● **Supplied passage**:
┌────────
Arch Intern Med. 2008;168(1):103-108.


Just some problems with the "Obesity" war:

1). It tries to impose behavior change on everybody -- when most of those targeted are not obese and hence have no reason to change their behaviour. It is a form of punishing the innocent and the guilty alike. (It is also typical of Leftist thinking: Scorning the individual and capable of dealing with large groups only).

2). The longevity research all leads to the conclusion that it is people of MIDDLING weight who live longest -- not slim people. So the "epidemic" of obesity is in fact largely an "epidemic" of living longer.

3). It is total calorie intake that makes you fat -- not where you get your calories. Policies that attack only the source of the calories (e.g. "junk food") without addressing total calorie intake are hence pissing into the wind. People involuntarily deprived of their preferred calorie intake from one source are highly likely to seek and find their calories elsewhere.

4). So-called junk food is perfectly nutritious. A big Mac meal comprises meat, bread, salad and potatoes -- which is a mainstream Western diet. If that is bad then we are all in big trouble.

5). Food warriors demonize salt and fat. But we need a daily salt intake to counter salt-loss through perspiration and the research shows that people on salt-restricted diets die SOONER. And Eskimos eat huge amounts of fat with no apparent ill-effects. And the average home-cooked roast dinner has LOTS of fat. Will we ban roast dinners?

6). The foods restricted are often no more calorific than those permitted -- such as milk and fruit-juice drinks.

7). Tendency to weight is mostly genetic and is therefore not readily susceptible to voluntary behaviour change.

8). And when are we going to ban cheese? Cheese is a concentrated calorie bomb and has lots of that wicked animal fat in it too. Wouldn't we all be better off without it? And what about butter and margarine? They are just about pure fat. Surely they should be treated as contraband in kids' lunchboxes! [/sarcasm].
└────────
● **Data extract**:
┌────────
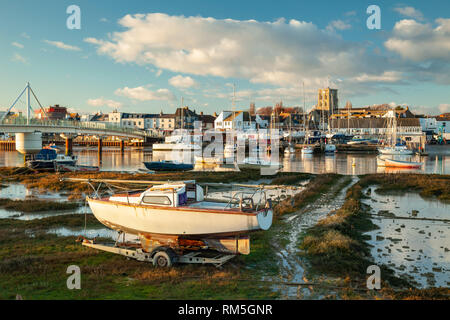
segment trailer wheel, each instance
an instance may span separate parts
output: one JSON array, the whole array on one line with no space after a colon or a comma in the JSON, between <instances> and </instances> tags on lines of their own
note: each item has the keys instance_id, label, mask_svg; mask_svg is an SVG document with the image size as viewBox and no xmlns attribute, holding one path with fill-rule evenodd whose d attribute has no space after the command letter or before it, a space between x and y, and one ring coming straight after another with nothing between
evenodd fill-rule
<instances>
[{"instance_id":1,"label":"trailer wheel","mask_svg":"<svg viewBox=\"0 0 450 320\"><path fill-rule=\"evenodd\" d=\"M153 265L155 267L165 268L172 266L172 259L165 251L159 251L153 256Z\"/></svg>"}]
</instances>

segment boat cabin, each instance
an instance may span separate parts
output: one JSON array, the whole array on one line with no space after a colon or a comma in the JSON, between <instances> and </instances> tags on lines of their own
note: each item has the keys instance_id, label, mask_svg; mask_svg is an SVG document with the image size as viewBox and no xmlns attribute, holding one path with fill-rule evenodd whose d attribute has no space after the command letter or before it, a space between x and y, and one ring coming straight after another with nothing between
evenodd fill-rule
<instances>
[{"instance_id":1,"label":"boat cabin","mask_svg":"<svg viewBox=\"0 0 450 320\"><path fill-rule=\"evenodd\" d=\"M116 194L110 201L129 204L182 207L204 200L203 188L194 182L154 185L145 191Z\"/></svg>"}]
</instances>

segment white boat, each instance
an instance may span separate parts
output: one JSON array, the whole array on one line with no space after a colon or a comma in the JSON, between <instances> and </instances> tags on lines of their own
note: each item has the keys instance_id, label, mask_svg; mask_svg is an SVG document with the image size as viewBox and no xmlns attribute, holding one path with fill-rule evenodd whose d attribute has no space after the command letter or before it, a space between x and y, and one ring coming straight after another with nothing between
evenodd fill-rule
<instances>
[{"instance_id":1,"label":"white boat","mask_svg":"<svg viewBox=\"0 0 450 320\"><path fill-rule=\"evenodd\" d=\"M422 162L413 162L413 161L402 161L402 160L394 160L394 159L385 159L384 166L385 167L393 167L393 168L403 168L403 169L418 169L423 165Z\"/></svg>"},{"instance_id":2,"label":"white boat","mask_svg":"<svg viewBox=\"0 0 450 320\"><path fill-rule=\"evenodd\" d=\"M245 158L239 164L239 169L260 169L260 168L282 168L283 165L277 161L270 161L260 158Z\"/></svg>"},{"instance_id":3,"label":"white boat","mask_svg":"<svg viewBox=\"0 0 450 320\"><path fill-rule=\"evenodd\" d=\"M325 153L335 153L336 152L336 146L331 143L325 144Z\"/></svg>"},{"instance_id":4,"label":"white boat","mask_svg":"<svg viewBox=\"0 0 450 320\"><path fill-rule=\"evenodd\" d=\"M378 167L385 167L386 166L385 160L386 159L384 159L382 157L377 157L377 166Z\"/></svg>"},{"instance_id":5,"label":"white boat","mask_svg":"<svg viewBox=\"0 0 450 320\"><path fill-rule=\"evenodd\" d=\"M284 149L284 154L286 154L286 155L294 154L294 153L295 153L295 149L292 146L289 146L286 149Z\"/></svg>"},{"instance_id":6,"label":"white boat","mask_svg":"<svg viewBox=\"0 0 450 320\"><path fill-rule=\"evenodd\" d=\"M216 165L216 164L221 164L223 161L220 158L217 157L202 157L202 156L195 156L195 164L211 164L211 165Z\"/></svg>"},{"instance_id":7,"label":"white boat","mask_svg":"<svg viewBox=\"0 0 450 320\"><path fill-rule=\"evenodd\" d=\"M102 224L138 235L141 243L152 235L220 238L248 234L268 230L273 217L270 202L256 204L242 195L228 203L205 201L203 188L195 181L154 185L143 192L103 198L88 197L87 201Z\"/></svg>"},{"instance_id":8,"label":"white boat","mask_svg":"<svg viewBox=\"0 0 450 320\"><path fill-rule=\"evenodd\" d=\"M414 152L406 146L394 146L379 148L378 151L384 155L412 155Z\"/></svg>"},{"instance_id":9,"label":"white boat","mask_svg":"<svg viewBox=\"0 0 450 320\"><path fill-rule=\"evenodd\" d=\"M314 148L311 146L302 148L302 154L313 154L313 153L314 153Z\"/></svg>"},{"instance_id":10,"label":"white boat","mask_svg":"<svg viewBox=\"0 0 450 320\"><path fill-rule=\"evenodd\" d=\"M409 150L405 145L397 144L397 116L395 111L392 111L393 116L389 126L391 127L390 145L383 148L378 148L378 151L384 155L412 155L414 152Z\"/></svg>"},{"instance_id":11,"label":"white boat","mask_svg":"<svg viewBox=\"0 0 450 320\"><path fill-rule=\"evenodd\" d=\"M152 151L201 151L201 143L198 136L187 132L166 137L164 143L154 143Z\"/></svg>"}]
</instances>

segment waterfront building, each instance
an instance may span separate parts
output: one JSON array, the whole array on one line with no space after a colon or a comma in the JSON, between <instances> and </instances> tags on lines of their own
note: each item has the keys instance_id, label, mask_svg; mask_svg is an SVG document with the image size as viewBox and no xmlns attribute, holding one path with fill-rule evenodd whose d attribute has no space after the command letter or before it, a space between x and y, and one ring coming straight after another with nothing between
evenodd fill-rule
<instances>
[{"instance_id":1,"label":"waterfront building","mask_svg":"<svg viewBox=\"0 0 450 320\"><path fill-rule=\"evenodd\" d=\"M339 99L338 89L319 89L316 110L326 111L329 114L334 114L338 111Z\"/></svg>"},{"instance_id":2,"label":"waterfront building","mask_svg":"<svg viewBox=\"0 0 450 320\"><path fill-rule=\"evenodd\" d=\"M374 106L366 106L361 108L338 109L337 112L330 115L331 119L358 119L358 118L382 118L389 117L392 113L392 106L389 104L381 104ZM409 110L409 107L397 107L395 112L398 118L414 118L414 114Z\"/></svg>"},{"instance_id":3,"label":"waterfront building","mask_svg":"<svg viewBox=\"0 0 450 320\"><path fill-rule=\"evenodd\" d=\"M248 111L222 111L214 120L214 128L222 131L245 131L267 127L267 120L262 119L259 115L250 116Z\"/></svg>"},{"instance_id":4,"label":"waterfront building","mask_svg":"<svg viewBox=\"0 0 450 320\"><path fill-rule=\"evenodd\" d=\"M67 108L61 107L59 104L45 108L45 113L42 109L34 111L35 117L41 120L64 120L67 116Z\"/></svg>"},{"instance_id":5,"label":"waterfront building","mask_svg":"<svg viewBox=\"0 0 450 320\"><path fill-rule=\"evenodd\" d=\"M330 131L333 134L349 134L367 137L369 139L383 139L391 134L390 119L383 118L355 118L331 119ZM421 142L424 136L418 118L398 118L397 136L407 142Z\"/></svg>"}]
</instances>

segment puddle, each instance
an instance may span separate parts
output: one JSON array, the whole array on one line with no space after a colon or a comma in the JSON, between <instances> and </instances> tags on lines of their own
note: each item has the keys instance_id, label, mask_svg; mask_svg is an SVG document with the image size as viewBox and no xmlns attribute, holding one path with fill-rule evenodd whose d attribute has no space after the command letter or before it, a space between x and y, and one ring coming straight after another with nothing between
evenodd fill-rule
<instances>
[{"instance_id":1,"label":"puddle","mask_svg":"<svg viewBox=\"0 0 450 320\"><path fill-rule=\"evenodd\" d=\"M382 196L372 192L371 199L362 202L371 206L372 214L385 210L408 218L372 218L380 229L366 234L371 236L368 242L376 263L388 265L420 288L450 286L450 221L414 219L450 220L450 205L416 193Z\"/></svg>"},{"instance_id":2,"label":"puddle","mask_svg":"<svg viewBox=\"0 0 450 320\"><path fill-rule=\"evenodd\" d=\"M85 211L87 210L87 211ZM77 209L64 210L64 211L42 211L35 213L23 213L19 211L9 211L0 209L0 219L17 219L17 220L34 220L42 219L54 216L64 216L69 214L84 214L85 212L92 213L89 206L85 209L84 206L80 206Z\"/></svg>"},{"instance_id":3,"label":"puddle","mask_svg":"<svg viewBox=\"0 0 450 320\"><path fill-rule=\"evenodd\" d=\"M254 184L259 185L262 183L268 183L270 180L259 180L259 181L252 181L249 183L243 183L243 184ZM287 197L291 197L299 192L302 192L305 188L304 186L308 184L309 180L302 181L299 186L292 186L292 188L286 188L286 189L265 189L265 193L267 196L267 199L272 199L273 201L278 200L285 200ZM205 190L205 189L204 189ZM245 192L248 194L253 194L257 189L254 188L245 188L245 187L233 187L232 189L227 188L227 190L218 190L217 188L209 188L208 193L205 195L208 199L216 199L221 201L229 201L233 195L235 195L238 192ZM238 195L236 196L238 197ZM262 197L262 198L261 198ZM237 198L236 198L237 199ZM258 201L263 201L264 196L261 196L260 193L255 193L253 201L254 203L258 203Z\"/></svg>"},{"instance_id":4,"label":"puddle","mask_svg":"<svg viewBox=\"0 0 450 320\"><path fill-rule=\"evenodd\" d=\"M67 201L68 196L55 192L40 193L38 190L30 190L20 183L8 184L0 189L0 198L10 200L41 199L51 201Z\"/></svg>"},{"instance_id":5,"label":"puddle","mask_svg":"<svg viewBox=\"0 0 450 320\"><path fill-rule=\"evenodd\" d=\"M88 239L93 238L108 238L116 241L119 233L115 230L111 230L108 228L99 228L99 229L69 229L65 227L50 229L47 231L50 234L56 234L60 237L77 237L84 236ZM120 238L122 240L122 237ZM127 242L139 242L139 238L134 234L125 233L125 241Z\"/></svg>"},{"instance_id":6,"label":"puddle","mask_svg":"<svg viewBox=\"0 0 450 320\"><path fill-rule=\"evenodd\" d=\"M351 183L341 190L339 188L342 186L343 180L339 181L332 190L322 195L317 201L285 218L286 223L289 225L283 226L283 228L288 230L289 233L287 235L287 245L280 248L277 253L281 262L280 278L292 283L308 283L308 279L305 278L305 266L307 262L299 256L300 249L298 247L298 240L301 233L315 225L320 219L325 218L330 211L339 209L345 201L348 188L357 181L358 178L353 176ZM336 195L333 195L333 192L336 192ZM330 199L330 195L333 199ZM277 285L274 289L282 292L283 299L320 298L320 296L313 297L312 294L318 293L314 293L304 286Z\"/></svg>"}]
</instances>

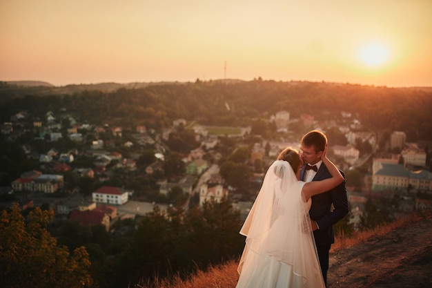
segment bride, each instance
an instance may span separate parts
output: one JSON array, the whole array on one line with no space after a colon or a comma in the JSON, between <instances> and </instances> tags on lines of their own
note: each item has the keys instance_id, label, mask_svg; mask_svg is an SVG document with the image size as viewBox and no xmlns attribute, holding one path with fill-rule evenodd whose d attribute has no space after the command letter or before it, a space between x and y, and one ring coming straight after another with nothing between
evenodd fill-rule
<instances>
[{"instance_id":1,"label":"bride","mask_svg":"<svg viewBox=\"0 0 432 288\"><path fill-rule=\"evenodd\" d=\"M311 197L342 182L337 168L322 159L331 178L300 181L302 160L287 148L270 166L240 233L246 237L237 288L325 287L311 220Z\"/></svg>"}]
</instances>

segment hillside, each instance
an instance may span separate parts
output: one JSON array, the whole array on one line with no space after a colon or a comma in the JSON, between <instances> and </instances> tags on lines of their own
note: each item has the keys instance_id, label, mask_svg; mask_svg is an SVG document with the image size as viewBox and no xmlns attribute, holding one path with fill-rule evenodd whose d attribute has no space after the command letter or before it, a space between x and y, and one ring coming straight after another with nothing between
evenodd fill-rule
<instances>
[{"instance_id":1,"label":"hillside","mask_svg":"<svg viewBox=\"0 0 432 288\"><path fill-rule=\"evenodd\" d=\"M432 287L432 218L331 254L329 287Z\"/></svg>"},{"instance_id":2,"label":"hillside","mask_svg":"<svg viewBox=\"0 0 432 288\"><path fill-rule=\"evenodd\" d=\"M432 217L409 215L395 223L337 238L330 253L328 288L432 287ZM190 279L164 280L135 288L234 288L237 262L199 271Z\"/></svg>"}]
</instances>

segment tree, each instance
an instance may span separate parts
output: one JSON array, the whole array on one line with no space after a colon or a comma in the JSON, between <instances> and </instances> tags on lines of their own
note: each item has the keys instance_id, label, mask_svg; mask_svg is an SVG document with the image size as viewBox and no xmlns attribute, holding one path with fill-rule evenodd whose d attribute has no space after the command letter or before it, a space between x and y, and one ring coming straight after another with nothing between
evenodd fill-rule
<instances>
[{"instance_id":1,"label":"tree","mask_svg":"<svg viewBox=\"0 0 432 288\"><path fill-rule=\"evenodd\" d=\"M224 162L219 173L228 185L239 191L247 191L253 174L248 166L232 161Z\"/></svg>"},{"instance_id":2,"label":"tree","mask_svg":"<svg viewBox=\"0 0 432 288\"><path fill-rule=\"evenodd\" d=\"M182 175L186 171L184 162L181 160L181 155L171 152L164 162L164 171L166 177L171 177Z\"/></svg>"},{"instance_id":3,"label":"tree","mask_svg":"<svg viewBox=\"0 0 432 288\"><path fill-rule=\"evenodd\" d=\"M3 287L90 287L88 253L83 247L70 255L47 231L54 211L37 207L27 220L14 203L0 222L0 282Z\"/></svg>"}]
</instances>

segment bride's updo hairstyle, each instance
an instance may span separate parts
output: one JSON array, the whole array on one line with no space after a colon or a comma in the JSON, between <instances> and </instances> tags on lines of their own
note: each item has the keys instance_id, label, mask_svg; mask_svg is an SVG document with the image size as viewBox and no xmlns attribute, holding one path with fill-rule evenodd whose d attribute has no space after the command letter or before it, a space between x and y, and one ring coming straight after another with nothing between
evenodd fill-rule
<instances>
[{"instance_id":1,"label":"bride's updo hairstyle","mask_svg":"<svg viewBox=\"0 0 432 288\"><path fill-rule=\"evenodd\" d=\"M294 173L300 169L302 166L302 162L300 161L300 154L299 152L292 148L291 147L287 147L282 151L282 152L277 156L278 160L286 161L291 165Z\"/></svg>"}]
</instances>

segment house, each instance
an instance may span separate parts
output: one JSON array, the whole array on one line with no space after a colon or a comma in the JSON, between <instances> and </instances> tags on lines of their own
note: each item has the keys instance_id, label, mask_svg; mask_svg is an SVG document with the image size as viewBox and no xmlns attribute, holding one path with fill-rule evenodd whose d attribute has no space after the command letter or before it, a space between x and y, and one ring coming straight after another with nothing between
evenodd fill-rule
└────────
● **What to work on**: Transcribe the obesity passage in full, keeping every character, line break, and mark of punctuation unchanged. The records have no connection to the obesity passage.

● **Exercise answer**:
Arch Intern Med. 2008;168(1):103-108.


Just some problems with the "Obesity" war:

1). It tries to impose behavior change on everybody -- when most of those targeted are not obese and hence have no reason to change their behaviour. It is a form of punishing the innocent and the guilty alike. (It is also typical of Leftist thinking: Scorning the individual and capable of dealing with large groups only).

2). The longevity research all leads to the conclusion that it is people of MIDDLING weight who live longest -- not slim people. So the "epidemic" of obesity is in fact largely an "epidemic" of living longer.

3). It is total calorie intake that makes you fat -- not where you get your calories. Policies that attack only the source of the calories (e.g. "junk food") without addressing total calorie intake are hence pissing into the wind. People involuntarily deprived of their preferred calorie intake from one source are highly likely to seek and find their calories elsewhere.

4). So-called junk food is perfectly nutritious. A big Mac meal comprises meat, bread, salad and potatoes -- which is a mainstream Western diet. If that is bad then we are all in big trouble.

5). Food warriors demonize salt and fat. But we need a daily salt intake to counter salt-loss through perspiration and the research shows that people on salt-restricted diets die SOONER. And Eskimos eat huge amounts of fat with no apparent ill-effects. And the average home-cooked roast dinner has LOTS of fat. Will we ban roast dinners?

6). The foods restricted are often no more calorific than those permitted -- such as milk and fruit-juice drinks.

7). Tendency to weight is mostly genetic and is therefore not readily susceptible to voluntary behaviour change.

8). And when are we going to ban cheese? Cheese is a concentrated calorie bomb and has lots of that wicked animal fat in it too. Wouldn't we all be better off without it? And what about butter and margarine? They are just about pure fat. Surely they should be treated as contraband in kids' lunchboxes! [/sarcasm].